Extracted material:

-*-*-

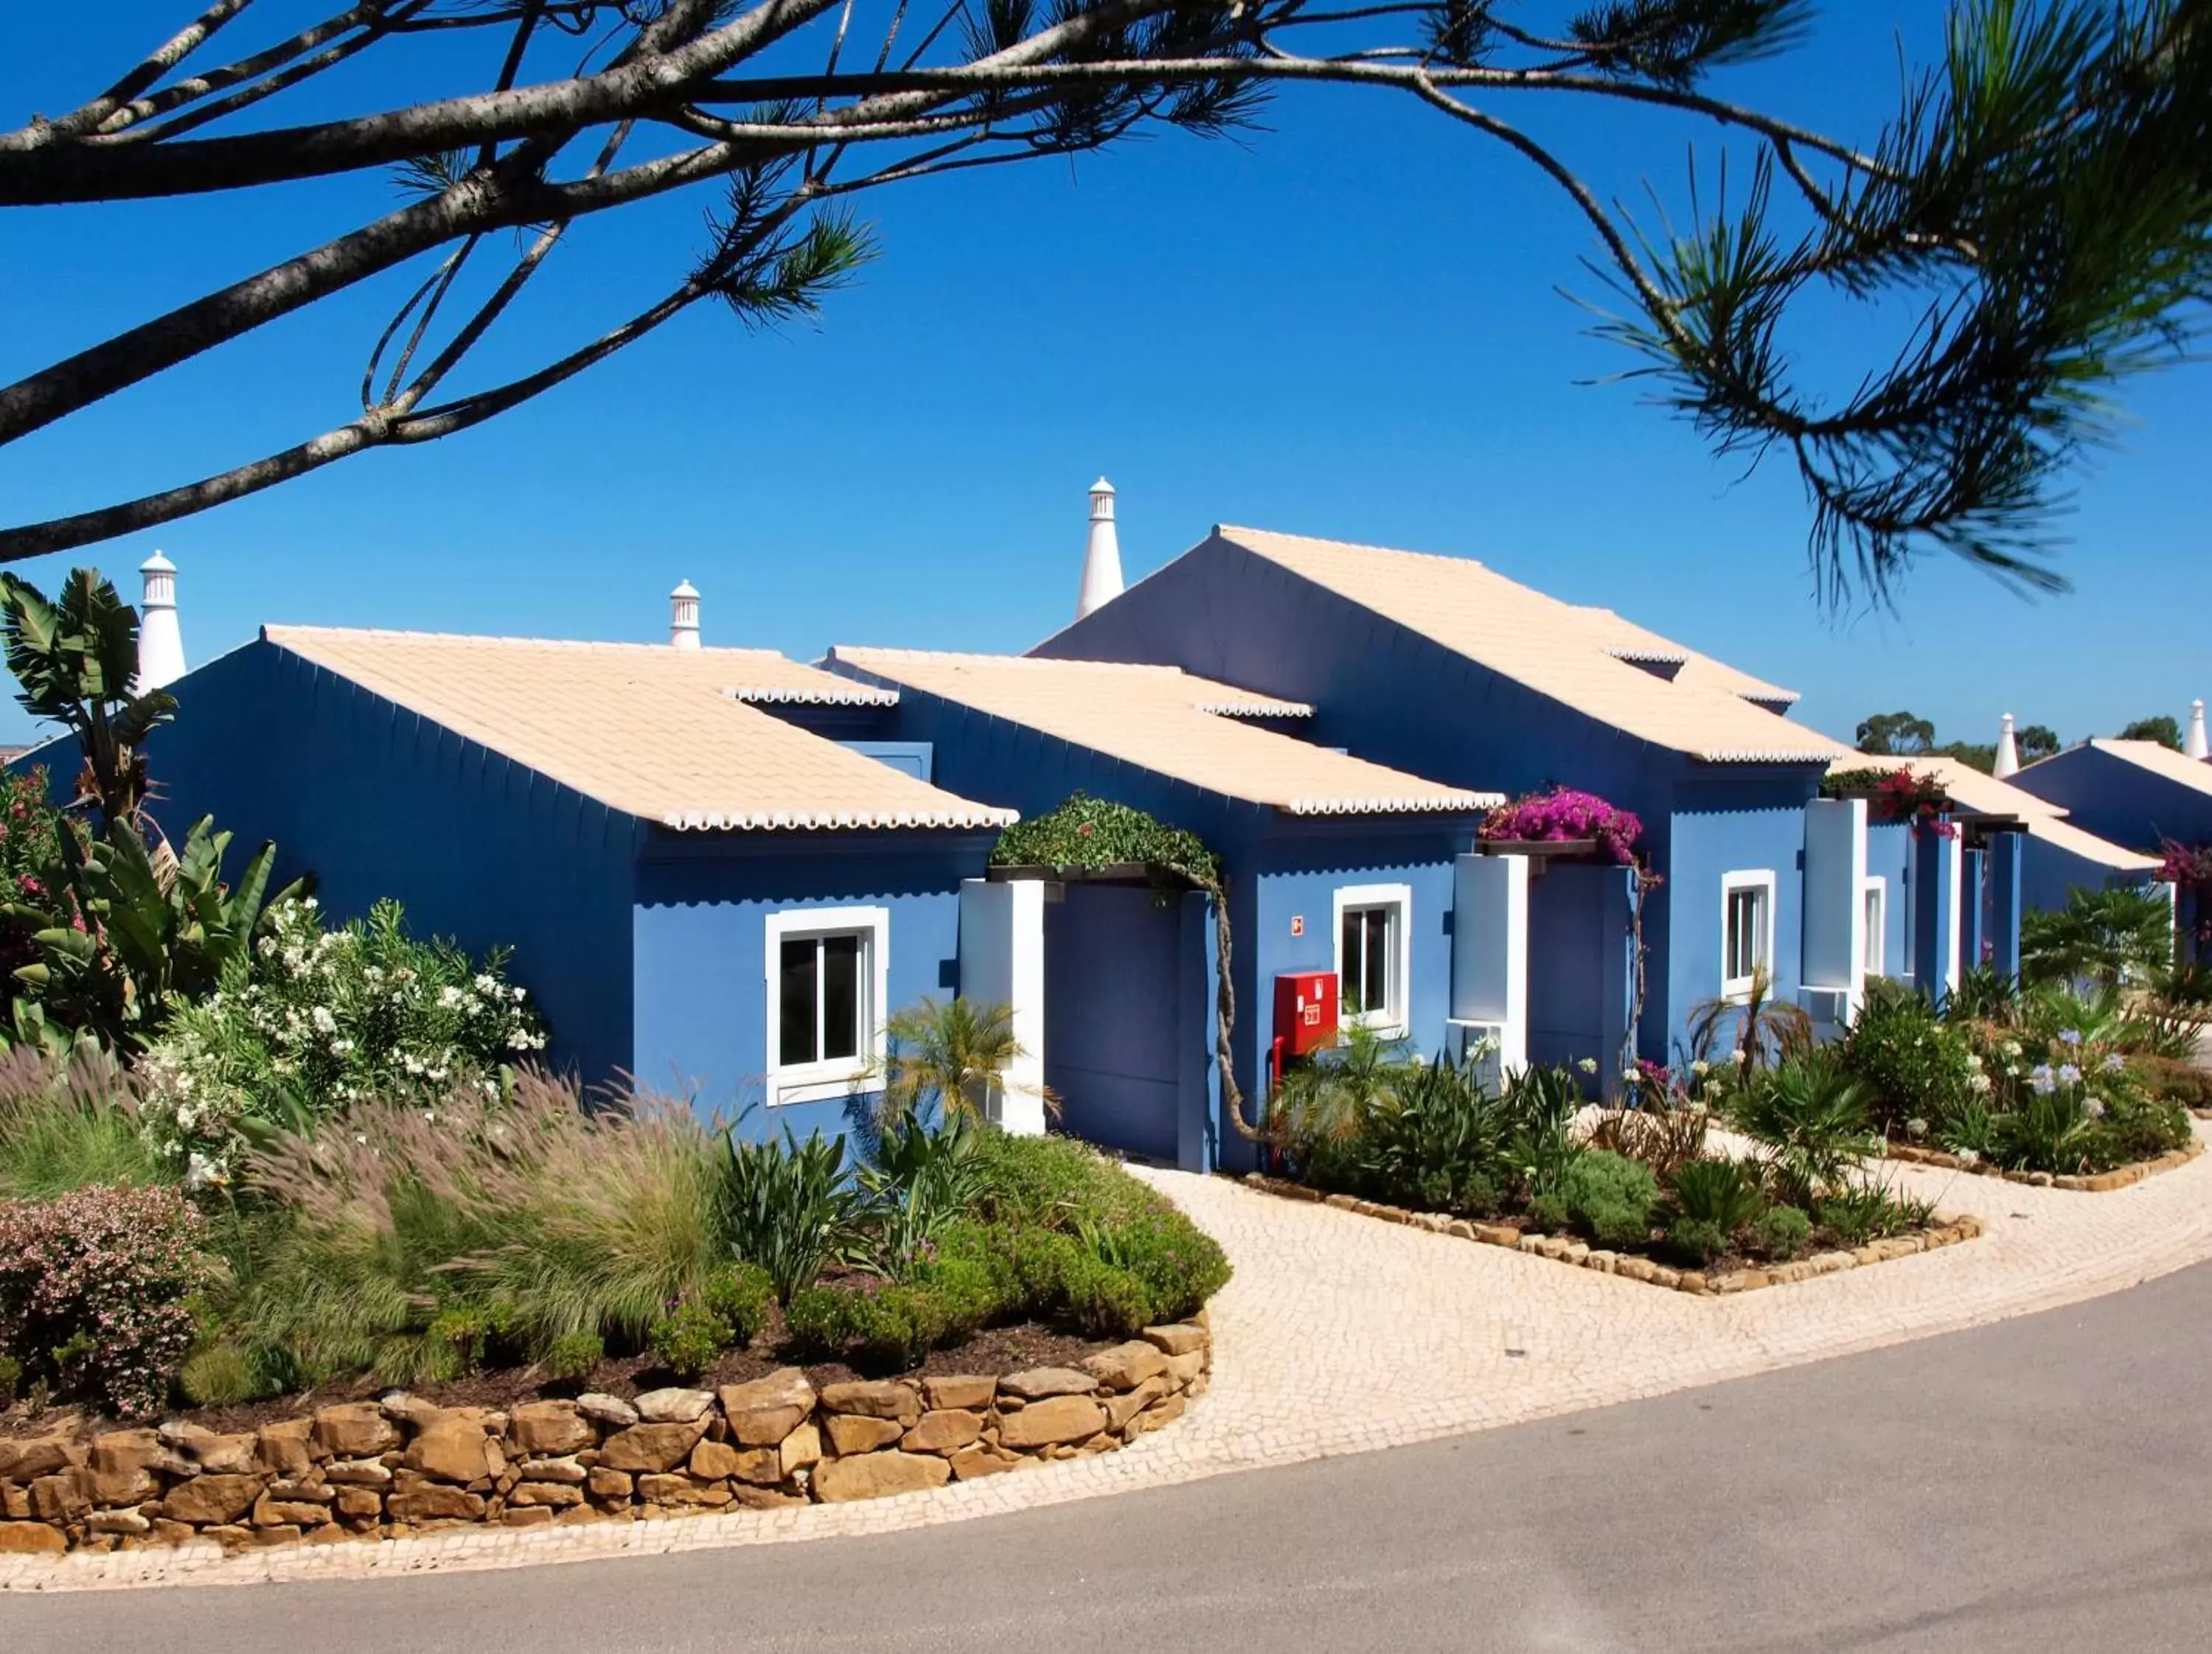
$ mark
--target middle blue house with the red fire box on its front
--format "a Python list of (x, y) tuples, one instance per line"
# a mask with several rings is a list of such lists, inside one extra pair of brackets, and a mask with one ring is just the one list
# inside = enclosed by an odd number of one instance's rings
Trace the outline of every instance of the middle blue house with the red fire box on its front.
[[(953, 792), (1024, 816), (1084, 792), (1206, 840), (1228, 891), (1248, 1119), (1287, 1033), (1272, 993), (1285, 973), (1336, 973), (1347, 1019), (1418, 1050), (1489, 1037), (1524, 1059), (1520, 869), (1471, 854), (1498, 794), (1332, 752), (1292, 734), (1314, 708), (1175, 668), (867, 648), (827, 666), (894, 688), (880, 732), (927, 745)], [(1210, 898), (1137, 878), (1035, 900), (1044, 1079), (1066, 1128), (1181, 1165), (1248, 1165), (1219, 1112)]]

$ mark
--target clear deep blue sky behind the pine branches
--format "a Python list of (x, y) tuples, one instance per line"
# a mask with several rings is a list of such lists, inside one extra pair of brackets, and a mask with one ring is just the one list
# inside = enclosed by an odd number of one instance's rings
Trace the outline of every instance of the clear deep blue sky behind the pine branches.
[[(310, 15), (265, 7), (268, 31)], [(0, 60), (0, 117), (66, 108), (190, 9), (119, 0), (100, 31), (33, 9)], [(1893, 100), (1900, 27), (1927, 53), (1938, 11), (1829, 0), (1807, 49), (1719, 88), (1867, 137)], [(336, 84), (327, 106), (396, 86)], [(1677, 208), (1690, 146), (1714, 153), (1710, 133), (1648, 115), (1502, 113), (1608, 192), (1648, 181)], [(1464, 553), (1794, 685), (1798, 716), (1845, 739), (1893, 708), (1936, 719), (1942, 739), (1991, 739), (2004, 710), (2075, 739), (2212, 694), (2205, 369), (2128, 389), (2130, 425), (2064, 522), (2075, 595), (2028, 604), (1931, 559), (1898, 615), (1823, 617), (1794, 473), (1743, 475), (1635, 387), (1590, 383), (1628, 360), (1557, 292), (1595, 294), (1577, 263), (1590, 239), (1526, 164), (1411, 100), (1314, 91), (1279, 100), (1267, 124), (1239, 144), (1161, 135), (880, 192), (865, 210), (883, 257), (818, 329), (748, 334), (701, 307), (476, 433), (352, 460), (91, 559), (135, 593), (126, 570), (168, 551), (195, 661), (263, 621), (659, 637), (681, 577), (703, 590), (717, 643), (1020, 650), (1071, 613), (1084, 491), (1104, 471), (1133, 577), (1214, 522)], [(363, 177), (9, 212), (0, 374), (389, 201), (389, 179)], [(648, 303), (710, 206), (582, 226), (489, 363), (531, 365)], [(416, 279), (0, 449), (0, 513), (106, 504), (343, 422), (367, 345)], [(27, 573), (51, 582), (80, 559)], [(0, 739), (27, 727), (0, 712)]]

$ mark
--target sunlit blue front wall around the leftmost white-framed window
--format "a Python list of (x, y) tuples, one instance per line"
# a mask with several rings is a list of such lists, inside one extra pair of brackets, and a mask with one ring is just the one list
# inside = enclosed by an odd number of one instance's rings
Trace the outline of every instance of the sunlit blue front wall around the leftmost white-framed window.
[(982, 871), (989, 834), (670, 834), (637, 860), (635, 1050), (653, 1090), (690, 1095), (748, 1137), (845, 1132), (872, 1099), (765, 1106), (768, 915), (810, 907), (889, 909), (889, 1004), (958, 991), (960, 880)]

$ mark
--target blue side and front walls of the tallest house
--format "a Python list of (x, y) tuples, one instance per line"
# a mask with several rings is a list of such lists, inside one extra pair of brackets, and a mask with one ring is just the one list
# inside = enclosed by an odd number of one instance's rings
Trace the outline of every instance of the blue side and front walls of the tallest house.
[[(1776, 867), (1776, 964), (1794, 993), (1801, 812), (1818, 792), (1820, 765), (1690, 763), (1225, 540), (1130, 586), (1037, 655), (1181, 666), (1314, 703), (1318, 745), (1462, 787), (1517, 794), (1566, 783), (1637, 812), (1663, 878), (1644, 918), (1648, 1057), (1663, 1059), (1692, 1008), (1717, 991), (1719, 871)], [(1677, 924), (1674, 913), (1688, 918)]]

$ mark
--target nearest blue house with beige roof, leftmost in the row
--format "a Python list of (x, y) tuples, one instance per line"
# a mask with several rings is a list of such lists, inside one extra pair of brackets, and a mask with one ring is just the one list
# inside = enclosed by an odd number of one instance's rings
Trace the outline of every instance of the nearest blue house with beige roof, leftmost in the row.
[(511, 946), (586, 1084), (843, 1130), (889, 1011), (1004, 975), (982, 871), (1013, 812), (933, 787), (927, 752), (801, 727), (889, 690), (768, 650), (305, 626), (170, 690), (173, 834), (212, 814), (336, 915), (389, 896), (418, 933)]

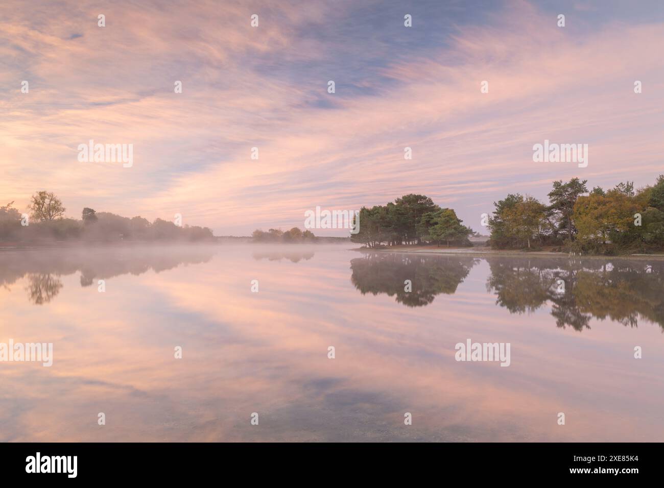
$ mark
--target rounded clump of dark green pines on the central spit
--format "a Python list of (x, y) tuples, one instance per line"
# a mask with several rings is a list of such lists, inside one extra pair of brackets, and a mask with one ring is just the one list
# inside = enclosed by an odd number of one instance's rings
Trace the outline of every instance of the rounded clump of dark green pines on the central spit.
[(452, 208), (441, 208), (425, 195), (409, 194), (386, 205), (363, 206), (358, 232), (351, 234), (351, 241), (369, 248), (383, 243), (469, 246), (473, 230), (461, 222)]

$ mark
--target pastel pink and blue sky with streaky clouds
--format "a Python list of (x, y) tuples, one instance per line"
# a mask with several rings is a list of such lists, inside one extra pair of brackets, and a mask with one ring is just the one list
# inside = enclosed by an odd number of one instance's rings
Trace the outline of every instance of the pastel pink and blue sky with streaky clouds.
[[(420, 193), (487, 234), (507, 193), (664, 173), (663, 45), (661, 1), (4, 0), (0, 205), (249, 235)], [(133, 165), (79, 161), (90, 139)], [(544, 139), (588, 166), (534, 162)]]

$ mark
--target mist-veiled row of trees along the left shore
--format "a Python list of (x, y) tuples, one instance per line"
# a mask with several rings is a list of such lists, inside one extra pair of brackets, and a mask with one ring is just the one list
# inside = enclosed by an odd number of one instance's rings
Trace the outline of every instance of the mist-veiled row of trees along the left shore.
[(84, 240), (90, 242), (136, 241), (207, 241), (214, 240), (212, 230), (200, 226), (179, 226), (161, 218), (149, 222), (136, 216), (123, 217), (110, 212), (84, 208), (81, 219), (66, 218), (62, 201), (48, 191), (31, 197), (29, 214), (23, 214), (11, 202), (0, 206), (0, 241), (39, 242), (41, 240)]

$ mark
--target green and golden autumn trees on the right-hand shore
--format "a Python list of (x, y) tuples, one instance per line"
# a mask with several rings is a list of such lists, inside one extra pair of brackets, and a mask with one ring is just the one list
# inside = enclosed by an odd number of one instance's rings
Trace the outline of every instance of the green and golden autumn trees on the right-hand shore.
[(519, 193), (495, 202), (493, 248), (560, 246), (570, 252), (620, 254), (664, 249), (664, 175), (634, 190), (633, 182), (588, 191), (587, 180), (554, 181), (549, 203)]

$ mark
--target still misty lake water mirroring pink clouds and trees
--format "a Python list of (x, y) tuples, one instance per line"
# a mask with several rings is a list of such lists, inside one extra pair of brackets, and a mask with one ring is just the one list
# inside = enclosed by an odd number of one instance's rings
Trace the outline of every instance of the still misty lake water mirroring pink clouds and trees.
[(661, 442), (663, 330), (656, 260), (2, 251), (0, 343), (53, 364), (0, 362), (0, 441)]

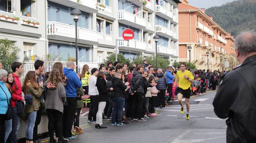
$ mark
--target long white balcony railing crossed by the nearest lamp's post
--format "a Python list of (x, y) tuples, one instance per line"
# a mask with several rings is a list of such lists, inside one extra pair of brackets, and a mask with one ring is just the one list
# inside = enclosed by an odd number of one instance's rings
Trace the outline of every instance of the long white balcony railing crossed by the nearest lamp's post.
[[(75, 26), (63, 24), (59, 22), (48, 22), (47, 24), (47, 34), (48, 35), (59, 35), (65, 37), (76, 38)], [(78, 38), (88, 41), (98, 41), (98, 37), (101, 34), (98, 34), (97, 31), (89, 30), (85, 28), (78, 27)]]

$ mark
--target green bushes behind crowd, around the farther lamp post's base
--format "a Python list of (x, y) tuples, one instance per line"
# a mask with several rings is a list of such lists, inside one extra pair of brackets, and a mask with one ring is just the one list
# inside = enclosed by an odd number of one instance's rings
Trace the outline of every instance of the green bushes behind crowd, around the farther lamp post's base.
[[(138, 56), (133, 59), (133, 64), (142, 64), (143, 60), (147, 60), (148, 64), (151, 64), (153, 67), (156, 65), (156, 57), (155, 56)], [(170, 61), (168, 59), (164, 59), (161, 56), (157, 56), (157, 68), (166, 69), (170, 65)]]

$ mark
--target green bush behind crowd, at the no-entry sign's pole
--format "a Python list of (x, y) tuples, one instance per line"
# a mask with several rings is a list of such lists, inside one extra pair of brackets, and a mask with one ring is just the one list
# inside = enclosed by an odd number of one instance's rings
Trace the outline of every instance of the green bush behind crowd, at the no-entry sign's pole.
[[(103, 63), (107, 65), (108, 62), (115, 62), (116, 61), (116, 54), (112, 53), (110, 56), (106, 57), (107, 60), (103, 60)], [(117, 54), (117, 61), (120, 62), (120, 64), (126, 63), (128, 66), (131, 65), (130, 59), (127, 59), (124, 57), (122, 53)], [(100, 63), (101, 64), (101, 63)]]

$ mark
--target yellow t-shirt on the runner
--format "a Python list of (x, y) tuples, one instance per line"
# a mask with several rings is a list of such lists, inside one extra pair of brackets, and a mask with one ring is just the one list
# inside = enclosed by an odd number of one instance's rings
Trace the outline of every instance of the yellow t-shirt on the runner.
[(187, 75), (187, 77), (189, 79), (194, 79), (194, 76), (193, 74), (188, 71), (188, 70), (185, 70), (184, 72), (181, 72), (181, 71), (178, 71), (177, 74), (176, 74), (176, 77), (177, 79), (179, 79), (179, 87), (186, 90), (188, 88), (191, 87), (191, 82), (188, 81), (187, 79), (184, 78), (184, 75)]

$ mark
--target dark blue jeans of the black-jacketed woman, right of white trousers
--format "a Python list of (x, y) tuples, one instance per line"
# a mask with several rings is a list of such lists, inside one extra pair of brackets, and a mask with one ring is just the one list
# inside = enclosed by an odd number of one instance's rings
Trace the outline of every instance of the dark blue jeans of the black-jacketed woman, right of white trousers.
[(117, 115), (117, 123), (122, 123), (122, 114), (124, 108), (124, 98), (123, 97), (114, 97), (112, 98), (113, 103), (113, 111), (112, 111), (112, 119), (111, 122), (116, 122), (116, 115)]

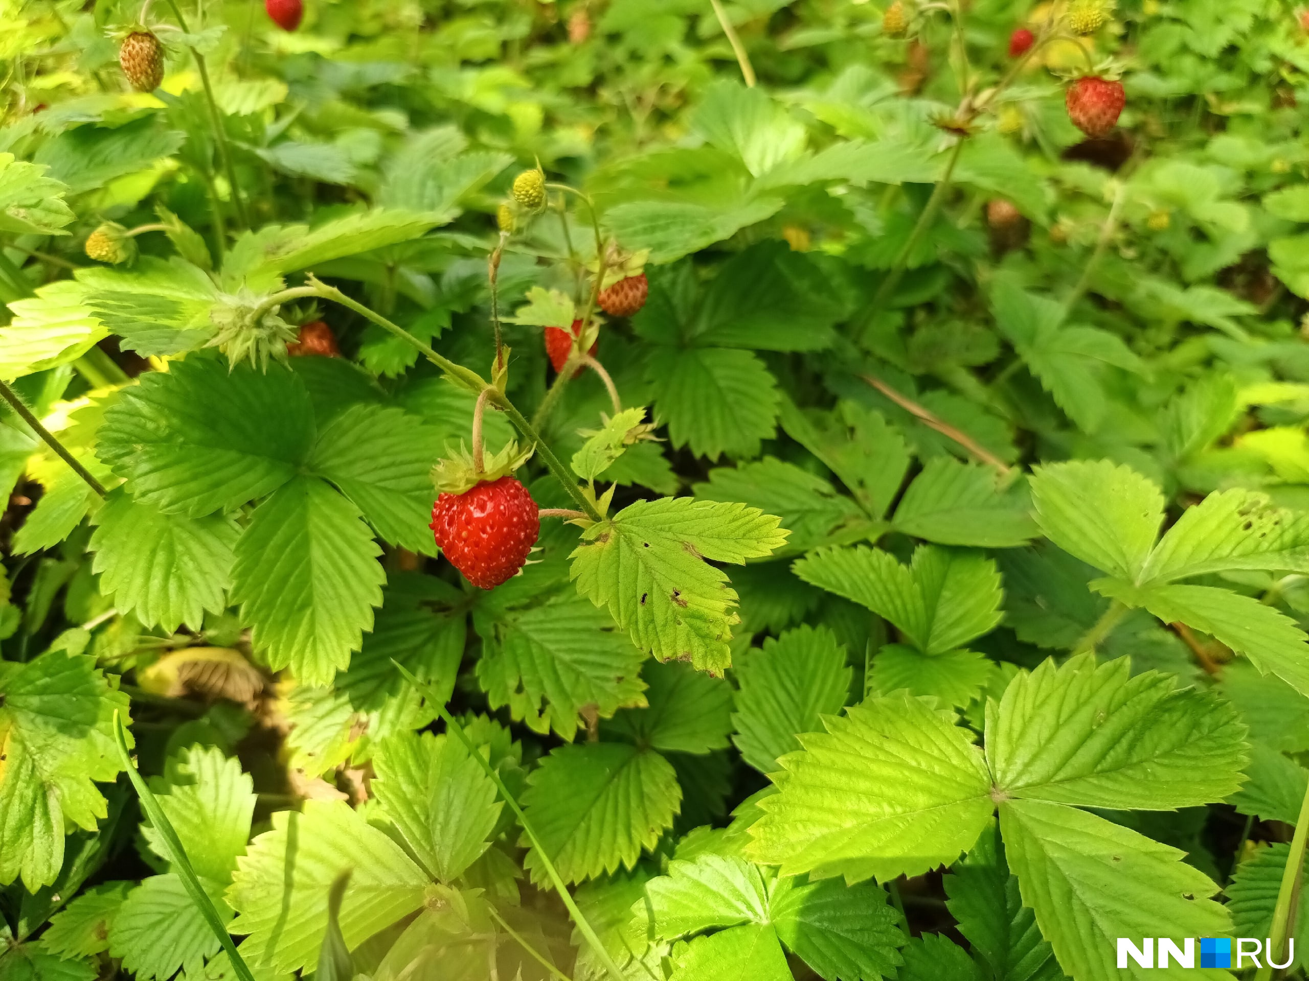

-*-*-

Work order: Look above for the line holding "Trace the outline of every instance of the blue", then set down exactly that line and every line after it up to and including the line holding "--target nearest blue", with nothing else.

Exercise output:
Trace the outline of every instance of the blue side and front walls of the tallest house.
[[(1776, 867), (1776, 964), (1794, 993), (1801, 812), (1818, 792), (1820, 765), (1690, 763), (1225, 540), (1130, 586), (1037, 655), (1181, 666), (1314, 703), (1318, 745), (1462, 787), (1517, 794), (1566, 783), (1637, 812), (1663, 878), (1644, 918), (1648, 1057), (1663, 1059), (1692, 1008), (1717, 991), (1719, 871)], [(1677, 924), (1674, 913), (1688, 918)]]

$ mark
--target nearest blue house with beige roof, leftmost in the row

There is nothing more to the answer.